*** RECORDS SHOWN ***

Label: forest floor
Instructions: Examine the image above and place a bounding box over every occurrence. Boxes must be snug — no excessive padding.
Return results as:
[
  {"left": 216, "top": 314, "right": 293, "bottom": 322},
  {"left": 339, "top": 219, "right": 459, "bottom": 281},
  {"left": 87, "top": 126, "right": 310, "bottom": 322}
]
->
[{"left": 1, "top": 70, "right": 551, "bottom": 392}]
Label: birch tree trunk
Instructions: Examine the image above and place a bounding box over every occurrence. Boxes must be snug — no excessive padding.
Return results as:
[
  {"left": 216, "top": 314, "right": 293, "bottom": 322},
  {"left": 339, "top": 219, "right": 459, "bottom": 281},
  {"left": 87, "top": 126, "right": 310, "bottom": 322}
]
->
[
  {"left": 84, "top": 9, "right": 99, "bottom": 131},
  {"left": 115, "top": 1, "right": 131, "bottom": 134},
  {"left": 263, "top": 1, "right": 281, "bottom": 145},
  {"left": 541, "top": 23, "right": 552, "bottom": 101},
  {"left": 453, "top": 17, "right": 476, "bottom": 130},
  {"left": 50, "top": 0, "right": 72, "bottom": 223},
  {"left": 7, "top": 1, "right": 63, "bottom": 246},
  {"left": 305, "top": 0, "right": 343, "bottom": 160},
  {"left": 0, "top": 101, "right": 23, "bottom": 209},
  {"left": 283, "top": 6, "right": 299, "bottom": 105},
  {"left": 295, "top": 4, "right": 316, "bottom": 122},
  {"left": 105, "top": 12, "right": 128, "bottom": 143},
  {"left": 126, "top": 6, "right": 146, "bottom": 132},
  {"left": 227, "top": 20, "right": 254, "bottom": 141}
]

***
*** RECORDS SHOWN ***

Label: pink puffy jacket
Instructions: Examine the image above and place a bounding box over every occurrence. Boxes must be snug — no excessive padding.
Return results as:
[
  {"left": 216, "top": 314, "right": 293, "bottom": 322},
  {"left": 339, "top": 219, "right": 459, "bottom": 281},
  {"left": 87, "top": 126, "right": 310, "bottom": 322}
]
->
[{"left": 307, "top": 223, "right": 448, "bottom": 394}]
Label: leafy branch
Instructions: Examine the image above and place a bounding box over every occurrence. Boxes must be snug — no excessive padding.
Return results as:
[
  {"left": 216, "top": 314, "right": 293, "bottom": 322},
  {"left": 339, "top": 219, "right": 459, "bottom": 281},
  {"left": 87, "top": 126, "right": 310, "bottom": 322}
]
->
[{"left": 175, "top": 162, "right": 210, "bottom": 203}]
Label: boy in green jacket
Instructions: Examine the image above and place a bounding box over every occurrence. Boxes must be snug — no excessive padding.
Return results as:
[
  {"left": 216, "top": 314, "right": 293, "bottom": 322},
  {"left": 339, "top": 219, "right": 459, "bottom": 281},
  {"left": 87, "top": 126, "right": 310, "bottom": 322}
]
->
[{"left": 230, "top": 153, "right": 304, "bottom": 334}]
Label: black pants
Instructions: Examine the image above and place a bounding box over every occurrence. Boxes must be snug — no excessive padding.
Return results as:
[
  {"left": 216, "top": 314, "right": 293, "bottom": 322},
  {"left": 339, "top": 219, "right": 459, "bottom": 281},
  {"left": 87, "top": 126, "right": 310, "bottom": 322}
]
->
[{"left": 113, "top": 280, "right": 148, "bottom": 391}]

***
*** RECORDS SHOWN ***

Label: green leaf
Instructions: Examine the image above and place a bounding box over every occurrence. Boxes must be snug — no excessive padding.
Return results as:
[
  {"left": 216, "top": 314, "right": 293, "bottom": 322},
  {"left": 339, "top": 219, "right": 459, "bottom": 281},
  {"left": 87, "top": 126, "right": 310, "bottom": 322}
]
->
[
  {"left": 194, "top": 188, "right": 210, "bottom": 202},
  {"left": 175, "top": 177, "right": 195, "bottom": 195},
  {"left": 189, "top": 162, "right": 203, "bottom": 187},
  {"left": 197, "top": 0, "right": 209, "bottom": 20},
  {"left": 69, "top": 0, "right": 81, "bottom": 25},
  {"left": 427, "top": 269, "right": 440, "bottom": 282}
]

***

Read through the records above and copy the lines that contain "green".

Label: boy in green jacket
Label: green leaf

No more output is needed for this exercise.